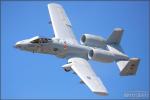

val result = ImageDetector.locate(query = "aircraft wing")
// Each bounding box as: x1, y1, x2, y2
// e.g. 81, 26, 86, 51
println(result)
68, 57, 107, 95
48, 3, 78, 44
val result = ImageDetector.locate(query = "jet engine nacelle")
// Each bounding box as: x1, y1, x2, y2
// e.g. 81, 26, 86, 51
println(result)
88, 49, 115, 63
80, 34, 106, 48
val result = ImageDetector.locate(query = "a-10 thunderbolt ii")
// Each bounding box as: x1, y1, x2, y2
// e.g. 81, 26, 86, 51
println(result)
15, 3, 140, 95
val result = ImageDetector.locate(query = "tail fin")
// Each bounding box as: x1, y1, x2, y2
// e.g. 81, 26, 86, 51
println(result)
117, 58, 140, 76
107, 28, 123, 44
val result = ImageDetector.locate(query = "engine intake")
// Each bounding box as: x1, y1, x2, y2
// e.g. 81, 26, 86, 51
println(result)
88, 49, 115, 63
80, 34, 106, 48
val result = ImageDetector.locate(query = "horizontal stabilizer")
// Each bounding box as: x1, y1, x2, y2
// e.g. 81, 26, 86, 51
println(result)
107, 28, 123, 44
117, 58, 140, 76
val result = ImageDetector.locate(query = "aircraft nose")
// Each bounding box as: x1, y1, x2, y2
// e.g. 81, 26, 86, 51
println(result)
14, 42, 21, 48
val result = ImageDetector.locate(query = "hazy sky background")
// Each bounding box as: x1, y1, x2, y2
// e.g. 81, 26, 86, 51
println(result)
1, 1, 150, 99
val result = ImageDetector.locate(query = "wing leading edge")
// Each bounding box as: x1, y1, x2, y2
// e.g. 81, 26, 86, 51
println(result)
68, 57, 108, 95
48, 3, 78, 44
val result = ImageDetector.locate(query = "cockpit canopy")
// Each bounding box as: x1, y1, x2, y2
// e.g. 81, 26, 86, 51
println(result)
31, 37, 51, 43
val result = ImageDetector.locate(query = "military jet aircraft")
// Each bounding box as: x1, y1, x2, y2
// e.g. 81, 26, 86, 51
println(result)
15, 3, 140, 95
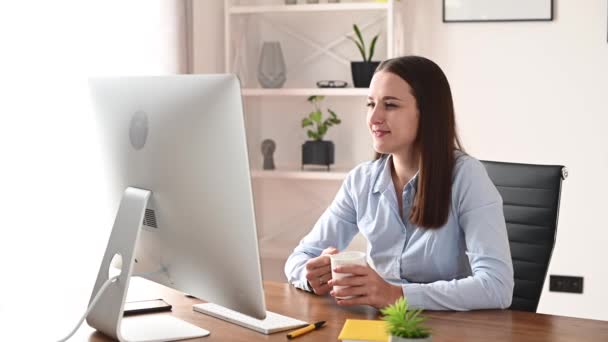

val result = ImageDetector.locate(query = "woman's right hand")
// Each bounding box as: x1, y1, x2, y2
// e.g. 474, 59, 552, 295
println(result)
306, 247, 338, 296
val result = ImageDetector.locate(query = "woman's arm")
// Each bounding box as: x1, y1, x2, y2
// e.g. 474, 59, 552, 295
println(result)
285, 172, 359, 291
402, 158, 514, 310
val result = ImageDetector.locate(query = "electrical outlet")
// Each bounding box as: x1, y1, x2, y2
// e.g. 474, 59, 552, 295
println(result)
549, 275, 583, 293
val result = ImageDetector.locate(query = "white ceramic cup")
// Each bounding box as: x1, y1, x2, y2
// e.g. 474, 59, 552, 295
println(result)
330, 252, 367, 299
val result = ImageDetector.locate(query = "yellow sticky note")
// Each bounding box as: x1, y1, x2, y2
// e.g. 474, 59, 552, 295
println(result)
338, 319, 388, 342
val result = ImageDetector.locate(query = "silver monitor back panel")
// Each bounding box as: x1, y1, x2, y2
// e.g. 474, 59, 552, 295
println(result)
91, 75, 265, 317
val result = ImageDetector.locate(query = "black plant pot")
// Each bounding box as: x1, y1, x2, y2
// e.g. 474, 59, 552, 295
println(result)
302, 140, 334, 171
350, 62, 380, 88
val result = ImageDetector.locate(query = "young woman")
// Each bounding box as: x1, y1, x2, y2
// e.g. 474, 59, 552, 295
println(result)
285, 56, 514, 310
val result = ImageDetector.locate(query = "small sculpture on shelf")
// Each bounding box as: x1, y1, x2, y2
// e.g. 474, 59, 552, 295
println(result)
262, 139, 277, 170
258, 42, 287, 88
302, 95, 342, 171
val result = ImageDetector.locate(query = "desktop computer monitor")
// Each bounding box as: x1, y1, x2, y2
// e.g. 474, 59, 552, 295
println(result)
87, 75, 266, 340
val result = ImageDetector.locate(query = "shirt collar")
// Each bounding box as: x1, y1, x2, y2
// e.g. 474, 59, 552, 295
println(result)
372, 154, 420, 194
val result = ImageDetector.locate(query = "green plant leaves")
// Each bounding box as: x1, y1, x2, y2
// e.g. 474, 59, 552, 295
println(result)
367, 34, 380, 62
346, 24, 380, 62
302, 95, 342, 140
308, 110, 323, 123
302, 118, 312, 127
380, 297, 430, 338
346, 37, 365, 62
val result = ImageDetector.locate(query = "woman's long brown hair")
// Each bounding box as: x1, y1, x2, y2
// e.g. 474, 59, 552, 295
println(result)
376, 56, 462, 228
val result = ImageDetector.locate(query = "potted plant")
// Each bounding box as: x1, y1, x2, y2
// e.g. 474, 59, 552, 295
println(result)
348, 24, 380, 88
380, 297, 431, 342
302, 95, 342, 171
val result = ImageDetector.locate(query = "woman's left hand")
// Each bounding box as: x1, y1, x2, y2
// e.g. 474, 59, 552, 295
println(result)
327, 265, 403, 309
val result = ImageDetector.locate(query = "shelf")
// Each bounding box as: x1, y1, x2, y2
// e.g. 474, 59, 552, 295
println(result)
242, 88, 369, 96
229, 2, 388, 14
251, 169, 348, 180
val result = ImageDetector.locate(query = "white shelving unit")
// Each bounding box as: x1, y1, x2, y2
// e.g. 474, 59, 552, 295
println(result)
224, 0, 395, 181
229, 2, 389, 14
251, 168, 349, 181
242, 88, 368, 96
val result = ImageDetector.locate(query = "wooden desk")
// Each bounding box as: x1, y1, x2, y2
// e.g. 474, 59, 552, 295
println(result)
89, 282, 608, 342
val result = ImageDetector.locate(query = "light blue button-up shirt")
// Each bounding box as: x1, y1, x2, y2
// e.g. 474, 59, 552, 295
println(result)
285, 152, 514, 310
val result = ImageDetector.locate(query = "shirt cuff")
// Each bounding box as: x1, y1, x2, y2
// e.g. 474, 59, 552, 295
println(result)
291, 280, 312, 292
401, 284, 425, 309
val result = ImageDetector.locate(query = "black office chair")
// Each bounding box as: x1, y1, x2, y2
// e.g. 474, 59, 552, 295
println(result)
482, 161, 568, 312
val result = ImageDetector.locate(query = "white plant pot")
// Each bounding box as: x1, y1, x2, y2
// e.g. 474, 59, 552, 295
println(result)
388, 335, 433, 342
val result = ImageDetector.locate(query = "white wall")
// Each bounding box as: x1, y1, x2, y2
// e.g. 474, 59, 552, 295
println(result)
404, 0, 608, 320
194, 0, 608, 320
0, 0, 189, 341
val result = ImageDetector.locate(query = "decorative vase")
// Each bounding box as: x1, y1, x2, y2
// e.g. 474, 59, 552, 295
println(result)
258, 42, 286, 88
350, 62, 380, 88
388, 335, 432, 342
302, 140, 335, 171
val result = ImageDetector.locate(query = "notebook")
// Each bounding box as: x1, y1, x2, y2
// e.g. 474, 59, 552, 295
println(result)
338, 319, 388, 342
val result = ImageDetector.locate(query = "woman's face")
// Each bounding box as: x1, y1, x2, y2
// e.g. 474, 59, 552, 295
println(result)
367, 71, 418, 154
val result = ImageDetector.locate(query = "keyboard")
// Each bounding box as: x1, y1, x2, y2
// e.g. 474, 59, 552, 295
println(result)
192, 303, 308, 335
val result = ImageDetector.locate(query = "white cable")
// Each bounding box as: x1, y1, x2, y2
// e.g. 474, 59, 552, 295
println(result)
58, 268, 165, 342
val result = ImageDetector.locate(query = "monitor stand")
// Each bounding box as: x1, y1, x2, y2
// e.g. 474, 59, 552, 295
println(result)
87, 187, 209, 342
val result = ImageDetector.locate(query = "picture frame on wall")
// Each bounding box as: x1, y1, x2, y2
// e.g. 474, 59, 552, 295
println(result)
443, 0, 554, 23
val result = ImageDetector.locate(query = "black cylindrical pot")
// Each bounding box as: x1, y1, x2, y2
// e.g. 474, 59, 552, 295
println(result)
350, 62, 380, 88
302, 140, 334, 166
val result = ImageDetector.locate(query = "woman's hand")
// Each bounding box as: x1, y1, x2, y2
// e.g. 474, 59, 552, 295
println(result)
306, 247, 338, 296
327, 265, 403, 309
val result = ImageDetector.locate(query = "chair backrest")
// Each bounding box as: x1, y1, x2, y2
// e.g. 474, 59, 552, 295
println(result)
482, 161, 568, 312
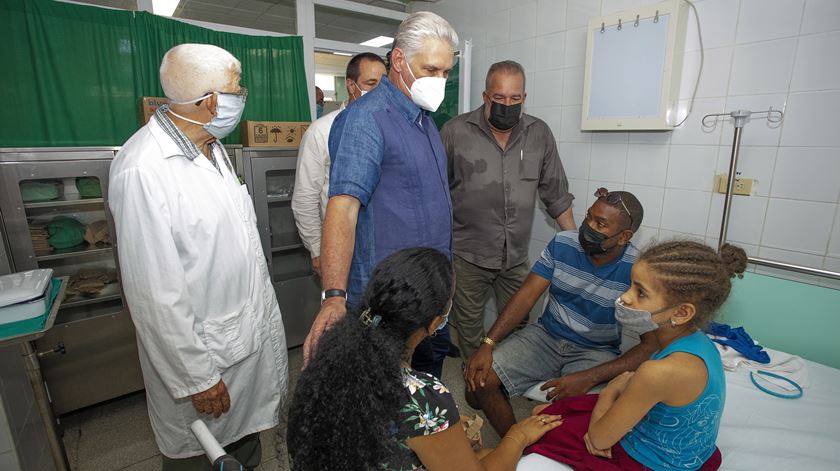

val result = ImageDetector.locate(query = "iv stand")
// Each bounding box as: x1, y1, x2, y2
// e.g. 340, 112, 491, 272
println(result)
702, 107, 784, 251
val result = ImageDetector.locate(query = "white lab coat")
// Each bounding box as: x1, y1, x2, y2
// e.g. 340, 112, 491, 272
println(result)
108, 119, 288, 458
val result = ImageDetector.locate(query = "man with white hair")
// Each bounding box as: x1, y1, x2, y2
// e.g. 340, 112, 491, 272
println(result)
108, 44, 288, 470
304, 12, 458, 377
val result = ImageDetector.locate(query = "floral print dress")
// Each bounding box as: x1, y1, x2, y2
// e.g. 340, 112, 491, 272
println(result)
380, 368, 460, 471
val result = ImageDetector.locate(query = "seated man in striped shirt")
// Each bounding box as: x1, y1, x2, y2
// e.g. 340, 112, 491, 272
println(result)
464, 188, 658, 436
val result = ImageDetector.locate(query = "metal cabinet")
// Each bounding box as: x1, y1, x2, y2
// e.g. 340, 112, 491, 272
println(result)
0, 148, 143, 415
242, 147, 321, 348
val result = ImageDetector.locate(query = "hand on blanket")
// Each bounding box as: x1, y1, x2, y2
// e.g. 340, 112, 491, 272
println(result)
464, 343, 493, 392
540, 372, 595, 401
505, 414, 563, 449
583, 433, 612, 459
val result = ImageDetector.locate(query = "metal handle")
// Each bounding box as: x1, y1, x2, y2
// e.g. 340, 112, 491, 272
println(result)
38, 342, 67, 358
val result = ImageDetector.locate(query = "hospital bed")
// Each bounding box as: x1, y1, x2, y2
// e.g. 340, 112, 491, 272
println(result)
516, 348, 840, 471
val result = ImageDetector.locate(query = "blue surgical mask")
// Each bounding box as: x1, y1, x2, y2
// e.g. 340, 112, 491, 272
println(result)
615, 297, 673, 334
169, 87, 248, 139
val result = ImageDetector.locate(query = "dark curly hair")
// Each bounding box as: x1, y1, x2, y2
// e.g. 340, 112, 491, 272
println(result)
639, 240, 747, 328
287, 248, 452, 471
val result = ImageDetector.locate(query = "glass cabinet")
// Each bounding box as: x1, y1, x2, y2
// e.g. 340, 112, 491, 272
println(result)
242, 147, 321, 348
0, 148, 143, 414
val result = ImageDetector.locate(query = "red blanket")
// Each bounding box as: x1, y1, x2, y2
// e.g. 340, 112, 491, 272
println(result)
525, 394, 721, 471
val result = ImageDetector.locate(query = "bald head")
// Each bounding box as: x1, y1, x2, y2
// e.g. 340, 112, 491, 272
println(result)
160, 44, 242, 102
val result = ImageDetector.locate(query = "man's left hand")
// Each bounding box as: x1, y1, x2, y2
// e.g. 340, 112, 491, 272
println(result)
540, 373, 595, 402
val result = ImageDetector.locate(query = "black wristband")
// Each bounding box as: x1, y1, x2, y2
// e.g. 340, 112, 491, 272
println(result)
321, 289, 347, 304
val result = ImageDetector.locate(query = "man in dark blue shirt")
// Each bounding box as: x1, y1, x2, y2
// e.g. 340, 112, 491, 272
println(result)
304, 12, 458, 377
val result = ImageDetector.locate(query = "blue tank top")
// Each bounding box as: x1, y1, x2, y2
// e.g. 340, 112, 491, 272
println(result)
621, 331, 726, 471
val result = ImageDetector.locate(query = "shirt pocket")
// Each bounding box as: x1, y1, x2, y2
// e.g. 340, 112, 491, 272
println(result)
239, 183, 257, 222
203, 303, 262, 369
519, 157, 541, 181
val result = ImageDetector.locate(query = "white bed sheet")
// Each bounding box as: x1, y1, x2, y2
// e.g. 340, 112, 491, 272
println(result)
516, 350, 840, 471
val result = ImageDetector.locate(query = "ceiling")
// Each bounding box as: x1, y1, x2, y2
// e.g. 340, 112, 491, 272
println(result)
69, 0, 406, 47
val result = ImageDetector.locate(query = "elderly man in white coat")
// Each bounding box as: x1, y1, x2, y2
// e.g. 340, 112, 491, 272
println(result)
109, 44, 288, 470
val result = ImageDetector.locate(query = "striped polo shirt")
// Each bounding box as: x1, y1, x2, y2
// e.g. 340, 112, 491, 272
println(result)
531, 231, 639, 353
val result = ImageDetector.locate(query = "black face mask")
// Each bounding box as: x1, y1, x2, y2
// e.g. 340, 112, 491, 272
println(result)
488, 101, 522, 131
578, 221, 624, 257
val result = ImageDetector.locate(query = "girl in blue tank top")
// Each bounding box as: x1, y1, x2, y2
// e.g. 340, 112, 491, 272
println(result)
529, 241, 747, 471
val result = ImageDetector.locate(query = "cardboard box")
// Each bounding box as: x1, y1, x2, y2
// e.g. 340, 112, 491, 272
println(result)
139, 96, 169, 126
242, 121, 311, 147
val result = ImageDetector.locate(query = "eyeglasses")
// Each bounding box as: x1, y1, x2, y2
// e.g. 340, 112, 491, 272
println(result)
595, 187, 633, 227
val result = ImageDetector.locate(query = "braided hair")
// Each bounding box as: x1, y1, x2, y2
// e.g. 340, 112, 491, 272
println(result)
639, 240, 747, 328
287, 248, 452, 471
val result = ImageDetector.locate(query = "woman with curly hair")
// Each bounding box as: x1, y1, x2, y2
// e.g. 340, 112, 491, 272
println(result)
288, 248, 561, 471
528, 240, 747, 471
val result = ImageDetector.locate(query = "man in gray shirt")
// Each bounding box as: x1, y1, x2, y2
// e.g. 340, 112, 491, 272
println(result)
441, 61, 576, 359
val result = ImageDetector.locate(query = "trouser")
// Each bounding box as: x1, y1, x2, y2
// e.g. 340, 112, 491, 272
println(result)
451, 255, 530, 359
161, 432, 262, 471
411, 325, 451, 379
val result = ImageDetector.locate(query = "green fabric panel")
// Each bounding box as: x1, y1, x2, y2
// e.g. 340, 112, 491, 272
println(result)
432, 61, 461, 129
47, 216, 85, 249
0, 278, 61, 339
717, 273, 840, 368
0, 0, 310, 147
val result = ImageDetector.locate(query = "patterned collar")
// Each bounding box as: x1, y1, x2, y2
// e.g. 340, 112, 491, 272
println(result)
153, 105, 233, 173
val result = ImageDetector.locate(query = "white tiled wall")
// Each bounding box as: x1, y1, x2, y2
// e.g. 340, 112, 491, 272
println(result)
414, 0, 840, 286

—————

GIVEN REQUEST
Please rescale the data from the line with "in blue tank" up to and including the line with "441, 61, 576, 359": reproduce every line, requests included, and multiply each bounding-box coordinate in the answers by 2.15, rounding to whole numbers with halves going up. Leave the requests and their sample coordinates unchanged.

RESULT OF THIS EXERCISE
val result = ImageDetector.locate(query = "girl in blue tank top")
// Each bounding box as: x1, y1, x2, y2
// e.g. 340, 112, 491, 272
println(result)
1137, 518, 1606, 1013
val result = ImageDetector.locate(query = "cardboard box")
// Each bounding box as: x1, y1, x2, y2
// e.g. 340, 112, 491, 272
println(result)
299, 206, 363, 271
520, 260, 669, 316
val result = ImageDetector.locate(query = "eyeglasses")
// Each bounding box as: x1, y1, x2, y2
// e.g. 340, 112, 491, 272
println(result)
1279, 402, 1361, 488
val result = ImageDetector.locate(query = "braided hair")
// Each bounding box as: x1, y1, x2, y2
// e.g. 340, 112, 491, 272
println(result)
1374, 516, 1606, 705
617, 533, 972, 1013
val result = ImageDetector.locate(query = "woman with curly hair")
// Each bounding box as: x1, y1, x2, y2
// e.g. 340, 112, 491, 272
println(result)
619, 533, 1206, 1013
1135, 516, 1606, 1013
val result = ImageDetector.locate(query = "man in gray shirt")
// Each bounding box as: x1, y1, x2, y2
// e.g. 340, 112, 491, 272
println(result)
948, 131, 1238, 772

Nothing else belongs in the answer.